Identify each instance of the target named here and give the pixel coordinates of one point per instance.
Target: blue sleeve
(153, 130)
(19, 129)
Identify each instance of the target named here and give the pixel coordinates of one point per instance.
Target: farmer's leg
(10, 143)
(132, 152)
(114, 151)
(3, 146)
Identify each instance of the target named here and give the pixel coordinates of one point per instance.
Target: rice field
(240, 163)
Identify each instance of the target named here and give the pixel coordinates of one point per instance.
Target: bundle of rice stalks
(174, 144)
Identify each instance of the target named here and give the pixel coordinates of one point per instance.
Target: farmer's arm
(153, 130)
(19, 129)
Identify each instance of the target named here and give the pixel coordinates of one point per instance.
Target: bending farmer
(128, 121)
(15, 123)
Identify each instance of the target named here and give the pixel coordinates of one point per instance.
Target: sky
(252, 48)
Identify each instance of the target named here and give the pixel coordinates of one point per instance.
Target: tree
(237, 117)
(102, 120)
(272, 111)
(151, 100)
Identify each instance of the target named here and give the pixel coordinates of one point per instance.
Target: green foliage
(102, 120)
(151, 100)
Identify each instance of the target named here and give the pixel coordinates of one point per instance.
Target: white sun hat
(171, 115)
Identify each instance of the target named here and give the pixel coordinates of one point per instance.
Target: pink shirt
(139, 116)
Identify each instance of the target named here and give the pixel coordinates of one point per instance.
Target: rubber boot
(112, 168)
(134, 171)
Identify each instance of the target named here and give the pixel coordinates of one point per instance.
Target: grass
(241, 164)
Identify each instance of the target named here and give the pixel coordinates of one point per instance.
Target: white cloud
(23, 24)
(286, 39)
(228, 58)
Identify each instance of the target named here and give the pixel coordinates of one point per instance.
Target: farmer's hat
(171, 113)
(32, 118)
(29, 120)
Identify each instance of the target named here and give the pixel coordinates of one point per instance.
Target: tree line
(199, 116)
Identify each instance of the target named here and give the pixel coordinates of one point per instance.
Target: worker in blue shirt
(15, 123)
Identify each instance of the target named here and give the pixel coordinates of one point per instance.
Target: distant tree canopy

+---+

Give the data again in full, keeping every line as it was.

RESPONSE AREA
Identify each instance of the target named here and give the pixel coordinates of one point per instance.
Target: blue sleeve
(153, 130)
(19, 129)
Identify each instance of the target named here and give the pixel coordinates of one point per instance.
Target: farmer's leg
(10, 143)
(132, 152)
(114, 151)
(3, 146)
Identify each instance of the target named here and give the pixel coordinates of one point per instance.
Target: rice field
(240, 163)
Identify each instance of the target named here and give the pixel coordinates of one point per instance.
Target: bundle of rice stalks
(174, 144)
Identify each instance of the target named here and give the pixel coordinates of one point per instance.
Target: farmer's arm
(153, 130)
(19, 129)
Identify each instance of the target named here and give the pixel coordinates of one point per instance.
Target: bending farmer
(128, 121)
(15, 123)
Identify each instance of the target named here and give the pixel coordinates of one point per instance.
Target: sky
(252, 48)
Identify each instance of the target named here and give the pixel coordinates of one point per instance.
Target: tree
(237, 117)
(102, 120)
(272, 111)
(151, 100)
Identify each instance of the target named here and give the pixel coordinates of one point per instance.
Target: green foliage
(102, 120)
(151, 100)
Identify each instance of the target named here and give the pixel coordinates of one point per instance.
Target: white sun hat
(171, 115)
Identify each instance of the target named here and give the pixel coordinates of one point per instance.
Target: pink shirt
(139, 116)
Identify each instance of the target named here and give the pixel coordinates of one point per instance.
Target: rubber boot
(112, 168)
(134, 171)
Identify each instance of the target named here and give the pixel coordinates of one point per instance.
Target: grass
(241, 164)
Identify each instance of the target named here and give the pixel coordinates of one point per instance.
Target: white cloud
(23, 24)
(286, 39)
(228, 58)
Identify each instance of the target named here and give the pixel coordinates of one point per instance.
Target: farmer's hat
(171, 113)
(32, 118)
(29, 120)
Identify each instance of the target named here and give the pixel coordinates of one point per instance.
Target: tree line
(199, 116)
Identify each instance of the target named here and give the pixel coordinates of one point per instance.
Target: worker in blue shirt
(15, 123)
Identify each instance of the target named here and give the pixel coordinates of one point per instance.
Target: distant tree canopy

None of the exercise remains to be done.